== Supplied material ==

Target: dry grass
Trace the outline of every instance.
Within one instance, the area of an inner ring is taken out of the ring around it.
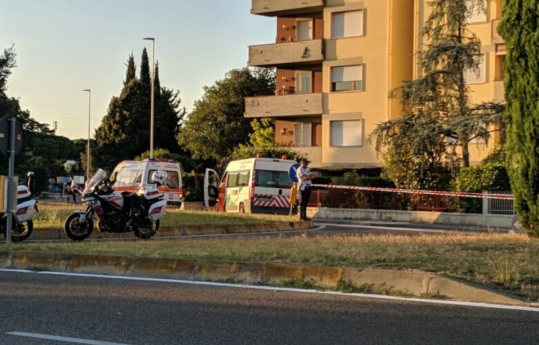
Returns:
[[[86,209],[85,205],[74,205],[73,204],[40,203],[38,207],[41,213],[34,214],[34,228],[62,228],[64,222],[73,211]],[[161,226],[255,224],[287,220],[287,217],[272,215],[239,215],[211,211],[197,212],[167,209],[167,214],[161,219]]]
[[[531,302],[539,298],[539,239],[513,235],[219,237],[170,241],[23,244],[8,248],[146,257],[422,270],[495,287]]]

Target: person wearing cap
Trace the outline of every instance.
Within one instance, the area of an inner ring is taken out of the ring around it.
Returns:
[[[309,198],[311,197],[311,184],[312,176],[309,170],[308,159],[302,159],[301,166],[296,171],[296,176],[298,178],[298,184],[299,186],[299,219],[300,220],[311,220],[307,217],[307,204],[309,203]]]

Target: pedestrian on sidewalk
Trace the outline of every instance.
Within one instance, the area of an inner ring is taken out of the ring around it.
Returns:
[[[299,186],[299,219],[311,220],[307,217],[307,204],[309,204],[309,198],[311,197],[311,184],[312,176],[309,170],[308,159],[302,159],[301,166],[296,172]]]
[[[75,181],[75,177],[73,175],[71,175],[70,179],[71,179],[71,184],[69,185],[68,195],[73,195],[73,202],[77,204],[77,192],[78,191],[77,189],[77,182]],[[68,196],[68,201],[69,201],[69,196]]]

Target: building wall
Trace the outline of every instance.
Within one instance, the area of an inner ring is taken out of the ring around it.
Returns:
[[[388,0],[326,1],[324,9],[326,57],[323,71],[323,92],[327,101],[323,115],[322,135],[322,164],[325,167],[361,168],[381,165],[374,147],[367,144],[366,139],[377,124],[388,118],[390,3]],[[363,35],[332,39],[332,14],[354,10],[363,10]],[[413,13],[413,8],[408,10]],[[399,32],[399,34],[411,37],[413,26],[409,26],[410,32]],[[363,65],[363,90],[332,92],[332,68],[354,64]],[[331,146],[330,121],[359,119],[363,122],[361,146]]]
[[[417,5],[419,6],[417,8],[418,15],[415,20],[417,32],[421,30],[423,23],[431,14],[431,11],[427,2],[426,0],[416,0]],[[492,101],[497,98],[496,89],[500,86],[501,83],[500,80],[501,79],[500,62],[501,61],[498,59],[498,63],[496,63],[496,46],[492,43],[492,21],[501,18],[503,3],[504,0],[486,0],[486,14],[484,21],[479,23],[470,23],[468,25],[468,29],[475,33],[481,41],[481,51],[484,54],[485,63],[484,81],[468,84],[471,90],[471,102],[472,103]],[[416,41],[416,46],[420,48],[421,45],[424,43],[424,40],[419,37]],[[418,73],[416,68],[415,75],[417,77]],[[471,164],[472,165],[476,164],[484,159],[492,150],[499,145],[499,134],[495,132],[488,143],[473,141],[469,144]]]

===

Exercise: Rewrite the records as a numbered list with no blank lines, starting at the line containing "Target: building wall" and continuing through the last line of the records.

Written response:
1. Target: building wall
2. Trace the outline of every instance.
3. Within one instance, the area of an inner ring is taken out of the ring around it.
4. Returns:
5. [[[388,0],[326,1],[324,9],[326,57],[323,71],[323,92],[327,101],[323,115],[322,135],[322,164],[325,167],[361,168],[381,165],[374,147],[367,144],[366,139],[377,124],[388,118],[390,3]],[[363,35],[332,39],[332,14],[354,10],[363,10]],[[413,13],[413,8],[408,10]],[[399,32],[399,34],[411,37],[413,26],[409,26],[410,32]],[[363,65],[363,90],[332,92],[332,68],[354,64]],[[331,146],[330,121],[359,119],[363,122],[361,146]]]
6. [[[417,5],[419,6],[417,8],[418,15],[415,20],[417,32],[421,30],[423,23],[431,14],[431,11],[427,2],[426,0],[416,0]],[[492,101],[497,98],[496,89],[500,86],[501,83],[500,80],[501,79],[500,62],[501,61],[498,59],[498,63],[496,63],[496,46],[492,43],[492,21],[501,18],[503,3],[504,0],[486,0],[486,14],[484,21],[479,23],[470,23],[468,25],[468,29],[475,33],[481,41],[481,51],[484,54],[485,63],[484,81],[468,84],[471,90],[471,102],[472,103]],[[416,41],[416,46],[420,48],[421,45],[424,43],[424,40],[419,37]],[[418,73],[416,68],[415,75],[417,77]],[[471,164],[472,165],[476,164],[484,159],[492,150],[499,145],[499,134],[495,132],[488,143],[473,141],[469,144]]]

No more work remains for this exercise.